# OBJECTIVE
Count the lines in the data below that contain the string "spiral", and give only that number.

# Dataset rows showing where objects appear

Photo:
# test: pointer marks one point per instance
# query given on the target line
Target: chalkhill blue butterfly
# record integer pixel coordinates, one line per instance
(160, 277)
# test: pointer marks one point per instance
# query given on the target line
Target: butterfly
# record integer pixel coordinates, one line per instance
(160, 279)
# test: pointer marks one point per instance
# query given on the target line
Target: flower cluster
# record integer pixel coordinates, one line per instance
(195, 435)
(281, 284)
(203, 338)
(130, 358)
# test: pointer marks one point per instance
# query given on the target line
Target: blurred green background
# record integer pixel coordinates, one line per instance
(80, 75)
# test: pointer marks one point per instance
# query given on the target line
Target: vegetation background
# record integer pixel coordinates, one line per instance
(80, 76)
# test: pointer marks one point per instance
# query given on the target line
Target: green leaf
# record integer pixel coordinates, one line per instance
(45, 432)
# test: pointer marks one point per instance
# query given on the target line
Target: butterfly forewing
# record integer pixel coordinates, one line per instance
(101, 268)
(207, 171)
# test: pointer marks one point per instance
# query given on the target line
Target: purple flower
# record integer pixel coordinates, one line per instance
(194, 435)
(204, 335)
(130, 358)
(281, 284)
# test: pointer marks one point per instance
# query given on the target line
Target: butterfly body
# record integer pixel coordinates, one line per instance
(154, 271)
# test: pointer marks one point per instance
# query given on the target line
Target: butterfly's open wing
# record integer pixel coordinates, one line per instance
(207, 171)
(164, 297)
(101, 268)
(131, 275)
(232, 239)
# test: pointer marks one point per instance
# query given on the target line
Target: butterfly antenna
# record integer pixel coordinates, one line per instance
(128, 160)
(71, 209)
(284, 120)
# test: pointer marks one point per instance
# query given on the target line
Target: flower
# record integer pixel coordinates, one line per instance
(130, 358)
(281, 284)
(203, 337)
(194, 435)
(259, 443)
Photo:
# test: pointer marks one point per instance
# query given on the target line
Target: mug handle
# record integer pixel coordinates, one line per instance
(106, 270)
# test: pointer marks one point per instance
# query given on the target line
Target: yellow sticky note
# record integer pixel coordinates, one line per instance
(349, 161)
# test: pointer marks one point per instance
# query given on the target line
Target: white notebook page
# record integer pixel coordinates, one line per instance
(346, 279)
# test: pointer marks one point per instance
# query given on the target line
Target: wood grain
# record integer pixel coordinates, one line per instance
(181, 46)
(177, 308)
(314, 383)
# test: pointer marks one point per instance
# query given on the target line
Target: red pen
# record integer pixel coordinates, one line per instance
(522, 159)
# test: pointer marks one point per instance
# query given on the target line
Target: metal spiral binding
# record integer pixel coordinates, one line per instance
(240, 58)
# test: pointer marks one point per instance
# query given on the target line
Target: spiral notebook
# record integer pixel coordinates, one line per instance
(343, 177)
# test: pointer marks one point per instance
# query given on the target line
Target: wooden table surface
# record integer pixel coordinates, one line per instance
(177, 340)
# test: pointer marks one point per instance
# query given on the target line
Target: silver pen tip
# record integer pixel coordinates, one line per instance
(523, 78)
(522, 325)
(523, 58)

# RIGHT ANSWER
2